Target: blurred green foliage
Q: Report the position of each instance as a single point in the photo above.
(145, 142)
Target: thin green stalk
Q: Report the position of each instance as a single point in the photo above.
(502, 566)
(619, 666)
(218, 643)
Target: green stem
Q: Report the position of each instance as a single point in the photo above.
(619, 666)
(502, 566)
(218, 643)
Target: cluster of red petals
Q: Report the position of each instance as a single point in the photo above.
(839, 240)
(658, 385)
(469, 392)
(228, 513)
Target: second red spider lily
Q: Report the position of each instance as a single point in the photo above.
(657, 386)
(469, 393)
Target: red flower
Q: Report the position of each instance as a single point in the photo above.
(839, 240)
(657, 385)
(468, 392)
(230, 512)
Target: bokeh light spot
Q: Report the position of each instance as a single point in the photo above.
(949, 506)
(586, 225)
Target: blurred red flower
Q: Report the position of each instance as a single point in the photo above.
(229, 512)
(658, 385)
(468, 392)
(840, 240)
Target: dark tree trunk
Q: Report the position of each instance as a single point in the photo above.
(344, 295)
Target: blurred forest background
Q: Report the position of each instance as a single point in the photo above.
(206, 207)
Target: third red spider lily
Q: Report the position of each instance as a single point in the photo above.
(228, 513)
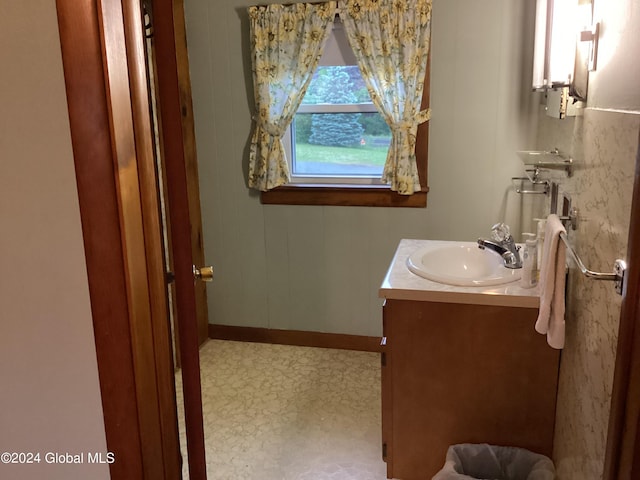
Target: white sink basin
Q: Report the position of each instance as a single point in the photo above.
(462, 264)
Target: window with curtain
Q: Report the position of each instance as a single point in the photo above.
(354, 131)
(337, 135)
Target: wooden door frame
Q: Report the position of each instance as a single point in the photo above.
(106, 85)
(622, 455)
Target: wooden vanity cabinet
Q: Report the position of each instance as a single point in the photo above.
(456, 373)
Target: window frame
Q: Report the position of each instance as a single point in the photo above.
(364, 194)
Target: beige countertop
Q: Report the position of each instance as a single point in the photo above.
(401, 284)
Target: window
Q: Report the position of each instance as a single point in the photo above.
(337, 144)
(337, 135)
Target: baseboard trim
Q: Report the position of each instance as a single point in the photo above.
(295, 337)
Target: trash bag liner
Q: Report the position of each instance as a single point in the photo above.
(468, 461)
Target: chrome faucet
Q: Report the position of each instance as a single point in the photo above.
(503, 244)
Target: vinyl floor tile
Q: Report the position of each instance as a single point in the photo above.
(276, 412)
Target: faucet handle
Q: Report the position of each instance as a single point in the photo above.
(501, 232)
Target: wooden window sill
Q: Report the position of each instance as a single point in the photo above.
(340, 195)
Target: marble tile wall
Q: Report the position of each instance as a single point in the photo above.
(603, 144)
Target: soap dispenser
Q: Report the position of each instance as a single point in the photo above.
(529, 277)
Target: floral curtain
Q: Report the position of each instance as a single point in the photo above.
(286, 45)
(390, 39)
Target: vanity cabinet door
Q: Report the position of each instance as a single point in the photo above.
(459, 373)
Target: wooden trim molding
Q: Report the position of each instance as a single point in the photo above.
(95, 150)
(353, 196)
(295, 337)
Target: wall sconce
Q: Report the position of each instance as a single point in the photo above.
(559, 60)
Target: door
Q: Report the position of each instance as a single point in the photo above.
(182, 194)
(103, 58)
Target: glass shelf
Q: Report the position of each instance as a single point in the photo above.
(553, 160)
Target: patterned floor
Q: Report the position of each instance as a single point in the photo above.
(274, 412)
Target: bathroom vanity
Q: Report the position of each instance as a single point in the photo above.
(460, 365)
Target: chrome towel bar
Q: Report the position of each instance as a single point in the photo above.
(619, 268)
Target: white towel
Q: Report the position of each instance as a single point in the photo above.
(552, 282)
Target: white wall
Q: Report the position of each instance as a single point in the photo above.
(319, 268)
(49, 394)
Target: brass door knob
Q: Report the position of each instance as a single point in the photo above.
(204, 274)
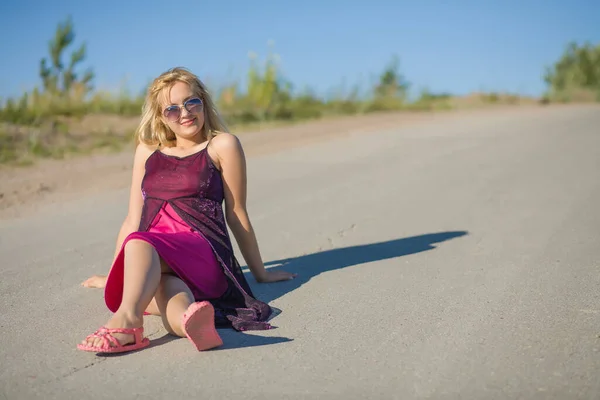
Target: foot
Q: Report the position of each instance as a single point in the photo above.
(199, 325)
(117, 321)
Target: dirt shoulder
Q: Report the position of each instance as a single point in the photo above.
(24, 189)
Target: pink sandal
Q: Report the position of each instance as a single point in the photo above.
(199, 326)
(107, 338)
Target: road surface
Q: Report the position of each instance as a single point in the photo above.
(455, 258)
---+---
* Set task *
Write out the entries above verbatim; the pictures do not belong in your copy.

* Solution for this task *
Target: blurred green foliage
Q: Report the position of each instance as a single point in the photo above.
(145, 142)
Target: thin green stalk
Q: Report the position of each instance as a single point in the photo above.
(502, 566)
(619, 666)
(218, 643)
Target: green stem
Q: Report the position of each instance as a single point in the photo above.
(619, 666)
(502, 566)
(218, 643)
Target: cluster of red petals
Q: Report the position of each instance as a single point in the photo above.
(839, 240)
(658, 385)
(469, 392)
(228, 513)
Target: second red spider lily
Q: Report the position of each instance as a single point in the photo above.
(657, 386)
(469, 393)
Target: red flower
Q: Report the position of each instance as a single point in the photo above.
(839, 240)
(657, 385)
(468, 392)
(230, 512)
Target: bokeh light spot
Q: Report the position of each instance as a single point in the photo above.
(949, 506)
(586, 225)
Target: blurred red flower
Q: Report the position of each instance as a single point in the photo above.
(229, 512)
(658, 385)
(468, 392)
(840, 240)
Target: dark tree trunk
Q: Report the position of each instance as a single point in the photo above.
(344, 295)
Target: blurred forest background
Q: Report the position of each instance as a single point in the photo above.
(206, 207)
Target: third red spider lily
Q: Report the position of each instance as a single point in the photo above.
(228, 513)
Target: white sink basin
Q: Report the position of each instance as a single point in the photo above.
(462, 264)
Target: window with curtain
Q: Report the position of each instance as a single point in the photo above.
(354, 131)
(337, 135)
Target: wooden door frame
Q: Report the position of each instance as a single point in the photo above.
(106, 85)
(622, 455)
Target: wooden vanity cabinet
Q: Report the position of each instance as a single point in the photo above.
(456, 373)
Target: window frame
Q: Report the position of each instance as a single point in the photo above.
(364, 194)
Target: beige countertop
Q: Report the position of each instance as a single point in the photo above.
(401, 284)
Target: window
Q: Report the position of each instance as a single point in the photo above.
(337, 144)
(337, 135)
Target: baseboard trim
Q: Report the position of each instance as a single point in the photo above.
(295, 337)
Target: trash bag liner
Q: Report the position of each instance as a single point in the photo above.
(468, 461)
Target: chrome faucet
Q: Report the position of each instance as a single point in the photo above.
(503, 244)
Target: vinyl floor tile
Q: Report the position of each instance as a single point in the photo above.
(276, 412)
Target: faucet handle
Q: Report the position of each instance as a single point in the photo above.
(501, 232)
Target: wooden window sill
Q: Report the position of each instance as a single point in the photo above.
(340, 195)
Target: marble tile wall
Q: Report the position of each instance as a single point in the photo above.
(603, 144)
Target: soap dispenser
Q: Report the position of each instance as a single point in the photo above.
(529, 277)
Target: floral curtain
Q: Report the position of each instance as a single point in the photo above.
(286, 45)
(390, 39)
Target: vanity cabinet door
Q: Report the position of each instance as a single point in the photo above.
(459, 373)
Target: wooden trim molding
Q: Report the position of each instance as a single point in the photo above.
(95, 150)
(353, 196)
(295, 337)
Target: wall sconce
Q: Report the position of each instance as a single point in the photo above.
(559, 60)
Target: door
Q: Report the position of each instance as a single point in the photo above.
(182, 194)
(103, 58)
Target: glass shelf
Q: Report the position of each instance as a single point in the photo above.
(553, 160)
Target: patterned floor
Q: Report the position of each instance as a single point in the photo above.
(274, 412)
Target: bathroom vanity
Q: Report the position of each instance as a single point in the photo above.
(460, 365)
Target: chrome towel bar
Q: Report the position of each instance as a single point in the photo above.
(619, 268)
Target: white towel
Q: Report the position of each instance as a single point in the photo above.
(552, 282)
Target: white wall
Q: Report the position of each instance as a single point in the photo above.
(319, 268)
(49, 394)
Target: brass door knob
Q: Report the position of each instance as a single point in the photo above.
(204, 274)
Target: foot
Q: Report the position of each instance as a single point in the photo above.
(199, 325)
(117, 321)
Target: dirt shoulder
Q: Report the position of each instance as a single point in the photo above.
(24, 189)
Target: pink sandal
Q: Report the position of each instance as a single point in the photo above.
(199, 326)
(107, 338)
Target: road surface
Q: Report the position of each instance as a single point in the photo above.
(455, 258)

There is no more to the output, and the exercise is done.